(EXERCISE DATA)

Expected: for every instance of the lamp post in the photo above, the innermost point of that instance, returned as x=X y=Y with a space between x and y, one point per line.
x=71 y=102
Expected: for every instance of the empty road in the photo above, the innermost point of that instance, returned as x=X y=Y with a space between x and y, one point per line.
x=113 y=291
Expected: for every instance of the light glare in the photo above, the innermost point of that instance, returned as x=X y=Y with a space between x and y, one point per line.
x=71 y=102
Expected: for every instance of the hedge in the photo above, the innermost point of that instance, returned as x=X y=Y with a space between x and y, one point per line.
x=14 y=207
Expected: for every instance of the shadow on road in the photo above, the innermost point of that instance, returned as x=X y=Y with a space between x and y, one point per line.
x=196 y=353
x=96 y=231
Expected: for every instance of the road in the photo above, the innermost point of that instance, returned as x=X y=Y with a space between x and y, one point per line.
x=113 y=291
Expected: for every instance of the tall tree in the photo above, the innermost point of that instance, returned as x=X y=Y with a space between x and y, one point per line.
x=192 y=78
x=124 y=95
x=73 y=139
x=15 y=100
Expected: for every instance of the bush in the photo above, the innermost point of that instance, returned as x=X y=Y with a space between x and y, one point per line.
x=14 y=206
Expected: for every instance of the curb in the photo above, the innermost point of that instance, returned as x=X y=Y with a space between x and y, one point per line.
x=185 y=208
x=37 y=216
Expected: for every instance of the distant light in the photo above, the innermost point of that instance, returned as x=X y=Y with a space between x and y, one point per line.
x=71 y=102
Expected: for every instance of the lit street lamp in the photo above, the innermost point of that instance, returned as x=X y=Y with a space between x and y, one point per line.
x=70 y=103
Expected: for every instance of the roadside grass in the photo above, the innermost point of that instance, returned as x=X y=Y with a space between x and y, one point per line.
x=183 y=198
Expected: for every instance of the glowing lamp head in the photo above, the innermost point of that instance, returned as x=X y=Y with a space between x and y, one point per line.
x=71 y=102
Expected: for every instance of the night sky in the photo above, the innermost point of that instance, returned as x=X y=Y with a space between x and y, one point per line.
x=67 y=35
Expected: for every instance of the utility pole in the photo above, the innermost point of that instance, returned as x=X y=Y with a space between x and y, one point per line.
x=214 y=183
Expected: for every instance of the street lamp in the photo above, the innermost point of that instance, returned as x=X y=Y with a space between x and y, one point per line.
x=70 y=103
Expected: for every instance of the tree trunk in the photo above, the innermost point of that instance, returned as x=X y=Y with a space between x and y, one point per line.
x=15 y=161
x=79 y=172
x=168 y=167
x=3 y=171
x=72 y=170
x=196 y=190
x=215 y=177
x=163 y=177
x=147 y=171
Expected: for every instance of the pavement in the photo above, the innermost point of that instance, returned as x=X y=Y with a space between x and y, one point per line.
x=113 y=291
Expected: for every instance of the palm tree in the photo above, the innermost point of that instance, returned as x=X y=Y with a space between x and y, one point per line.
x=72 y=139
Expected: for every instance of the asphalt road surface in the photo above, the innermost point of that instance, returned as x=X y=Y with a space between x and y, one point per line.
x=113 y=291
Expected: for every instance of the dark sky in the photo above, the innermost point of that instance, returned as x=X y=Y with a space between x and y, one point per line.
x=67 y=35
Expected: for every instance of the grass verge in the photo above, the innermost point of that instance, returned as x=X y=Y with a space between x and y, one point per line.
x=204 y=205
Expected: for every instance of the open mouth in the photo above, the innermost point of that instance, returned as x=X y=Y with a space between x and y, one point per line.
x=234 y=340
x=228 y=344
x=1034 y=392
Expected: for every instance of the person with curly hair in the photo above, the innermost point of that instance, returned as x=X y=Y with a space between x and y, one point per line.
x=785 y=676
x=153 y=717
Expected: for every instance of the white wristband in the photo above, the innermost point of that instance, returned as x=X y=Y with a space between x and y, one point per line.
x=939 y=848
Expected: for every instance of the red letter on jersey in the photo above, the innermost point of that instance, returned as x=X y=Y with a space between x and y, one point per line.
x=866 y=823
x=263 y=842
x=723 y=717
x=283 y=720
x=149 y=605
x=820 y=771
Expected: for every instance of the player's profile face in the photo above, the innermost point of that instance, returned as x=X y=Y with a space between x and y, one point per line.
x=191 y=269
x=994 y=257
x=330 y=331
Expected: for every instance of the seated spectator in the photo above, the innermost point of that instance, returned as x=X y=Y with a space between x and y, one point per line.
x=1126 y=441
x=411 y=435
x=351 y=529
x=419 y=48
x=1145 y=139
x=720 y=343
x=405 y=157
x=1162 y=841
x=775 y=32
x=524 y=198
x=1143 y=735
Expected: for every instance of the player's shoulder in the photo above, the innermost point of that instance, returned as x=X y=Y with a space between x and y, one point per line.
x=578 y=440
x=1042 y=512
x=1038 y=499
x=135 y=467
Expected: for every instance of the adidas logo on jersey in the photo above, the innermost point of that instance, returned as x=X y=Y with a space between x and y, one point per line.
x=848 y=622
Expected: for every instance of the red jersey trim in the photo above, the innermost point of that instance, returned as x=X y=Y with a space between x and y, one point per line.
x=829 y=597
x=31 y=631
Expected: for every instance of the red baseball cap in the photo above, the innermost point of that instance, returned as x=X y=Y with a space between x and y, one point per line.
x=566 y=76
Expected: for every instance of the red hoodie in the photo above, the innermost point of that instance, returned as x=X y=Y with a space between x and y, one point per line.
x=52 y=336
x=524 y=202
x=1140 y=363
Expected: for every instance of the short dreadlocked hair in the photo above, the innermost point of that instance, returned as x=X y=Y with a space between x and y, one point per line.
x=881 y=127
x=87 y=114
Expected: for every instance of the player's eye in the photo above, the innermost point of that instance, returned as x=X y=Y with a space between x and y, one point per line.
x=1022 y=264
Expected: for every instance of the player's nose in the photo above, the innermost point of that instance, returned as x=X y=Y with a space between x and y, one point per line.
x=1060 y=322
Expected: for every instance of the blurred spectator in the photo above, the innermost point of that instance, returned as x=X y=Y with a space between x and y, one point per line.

(End EXERCISE DATA)

#### EXERCISE GOAL:
Give every entry again, character for character.

#### OUTPUT:
Expected: for every instance of the lamp post in the photo above, the innermost point of that instance, returned as x=X y=Y with a space between x and y, one point per line.
x=71 y=102
Expected: for every instance of the empty road in the photo above, the innermost point of that instance, returned as x=X y=Y with a space between x and y, one point per line.
x=113 y=291
Expected: for every instance of the light glare in the photo above, the innermost point of that instance, returned as x=X y=Y with a space between x and y, one point per line.
x=71 y=102
Expected: for every instance of the hedge in the photo above, the innermost point of that instance, returned as x=X y=Y with a space between x and y, one point per line.
x=14 y=207
Expected: for every instance of the shadow on road in the photo above, the innermost point of that instance, returned as x=X y=Y with a space between x and y, one point per line.
x=196 y=353
x=96 y=231
Expected: for every instance of the road in the photo above, the innermost point of that instance, returned as x=X y=Y with a space between x and y, one point per line.
x=113 y=291
Expected: for every instance of the tall tree in the photo above, the innermost point of that instance, returned as x=X y=Y with a space between x and y, one point per line.
x=192 y=78
x=124 y=95
x=73 y=139
x=15 y=100
Expected: for every instance of the bush in the photo above, the innermost point of that instance, returned as x=X y=Y with a space between x and y, one point per line.
x=14 y=206
Expected: for every instance of the curb in the photo above, the innermost point of that instance, returned as x=X y=Y with a space between x and y, one point per line.
x=185 y=208
x=37 y=216
Expected: for every instance of the distant light in the photo above, the innermost point of that instance, returned as x=X y=Y with a space between x and y, one point per line.
x=71 y=102
Expected: for every instance of the lit street lamp in the photo above, the innermost point of that instance, returned as x=X y=Y with a space between x and y, one point per line.
x=70 y=103
Expected: for every instance of the roadside grass in the photo above, the innermost point of that instance, returned as x=X y=Y with a space between x and y, one point per line.
x=183 y=198
Expected: for every instance of the glowing lamp head in the photo above, the innermost point of that instance, returned as x=X y=Y with a space between x and y, one point per line.
x=71 y=102
Expected: for every instance of the night sky in the photo above, the innermost point of that instance, returned as x=X y=Y with a space between x and y, one point per line.
x=67 y=35
Expected: for every instance of the utility pole in the photo above, the innermost point of that instance, returned as x=X y=Y with a space between x and y, one point per line.
x=214 y=183
Expected: for every instance of the street lamp in the photo above, the innermost point of that instance, returned as x=X y=Y with a space between x and y, one point per line.
x=70 y=103
Expected: for every instance of the tree trunk in the photo above, the innermost point of that instance, returned as x=X y=Y with a space between x and y, one point per line.
x=15 y=161
x=79 y=172
x=168 y=167
x=3 y=171
x=72 y=170
x=196 y=190
x=215 y=177
x=163 y=177
x=147 y=171
Expected: for every instance of the pavement in the photo above, the innermost point of that instance, returned as x=X y=Y with a space between x and y, one point per line.
x=113 y=291
Expected: for every instance of the palm tree in the photo above, the innermost point of that instance, returned as x=X y=Y with a space between x and y, one point per line.
x=72 y=139
Expected: for every instance of the asphalt road surface in the photo above, the innermost point of that instance, returned as x=X y=Y with a space between x and y, one point per line.
x=113 y=291
Expected: for every instance of the dark sky in the photo above, the innermost point of that instance, returned as x=X y=Y with a space between x and y, one point per line.
x=67 y=35
Expected: for every instance of the grass verge in the photo above, the innermost point of that instance, returned as x=X y=Y with a space between x and y, one point per line.
x=204 y=205
Expected: for every instance of the open mouth in the photo above, the innermost point of that instance, returned as x=X y=Y with a space between x and y, one point per line.
x=234 y=340
x=228 y=344
x=1034 y=392
Expected: for every instance of the person with curly hair in the photo above, the innermost point of that instance, returned as x=X y=Y with a space between x and y, one point per line.
x=785 y=676
x=153 y=717
Expected: for every instance of the white wristband in the photo above, the innermost point of that instance, returned as x=X y=Y with a space between x and y, one point per line.
x=939 y=848
Expected: for every instance of the red letter on jersey in the photo above, the innermost point of that instance, returned as x=X y=Y with a space between x and y, one point per line.
x=866 y=823
x=263 y=842
x=723 y=717
x=283 y=720
x=149 y=605
x=820 y=771
Expected: for every instance of the player's profile face in the photo above, the innermost point of that instance, returned as x=X y=Y with a space between x and y, one point per line.
x=191 y=269
x=994 y=257
x=330 y=331
Expected: for every instance of the seated spectator in the photo above, the innermost point of that instance, returned as x=X y=Y with a space between x and y, one point per line.
x=1126 y=441
x=411 y=435
x=351 y=529
x=419 y=48
x=1145 y=139
x=720 y=343
x=405 y=157
x=1162 y=841
x=775 y=32
x=524 y=198
x=1143 y=735
Expected: for every instance of the player's shoulder in the photo above, the innermost point of that instance, returned as x=X y=Y with a space between x and y, one point per line.
x=578 y=440
x=1042 y=512
x=1038 y=499
x=135 y=467
Expected: for every instance of the adidas logo on jersey in the photo above, the innermost point of that instance, returned as x=X y=Y with a space between x and y, one point per line.
x=848 y=622
Expected: for every instance of the red jersey trim in the photo above, the innermost point of that instance, returned as x=X y=Y with a space between x and y, one point per line.
x=829 y=597
x=31 y=631
Expected: for every instance of the red baseball cap in the photo above, the innermost point of that instance, returned as x=X y=Y with a space between x and y, one point per line.
x=566 y=76
Expected: for every instance of the red hoodie in the photo above, the innermost point of that instance, returned as x=X y=Y with a space between x and y, one point per line.
x=52 y=336
x=524 y=202
x=1140 y=363
Expected: for every instance of the short dreadlocked hair in the photo above, the innermost point of that instance, returned as x=X y=Y with a space between x and y, one point per line.
x=881 y=127
x=87 y=114
Expected: for every instance of the player's eye in the photo above, the innermost point of that instance, returned as x=X y=Y with a space between x and y, one point per line.
x=1022 y=264
Expected: for every instance of the player's nose in the photo above, the innermost point of that instance, returned as x=X y=Y with a space between x and y, one point per line.
x=1060 y=322
Expected: for every instance of the blurred spectator in the photo above, the innermost point of that instance, returned as x=X y=Y with a space between x and y, one point per line.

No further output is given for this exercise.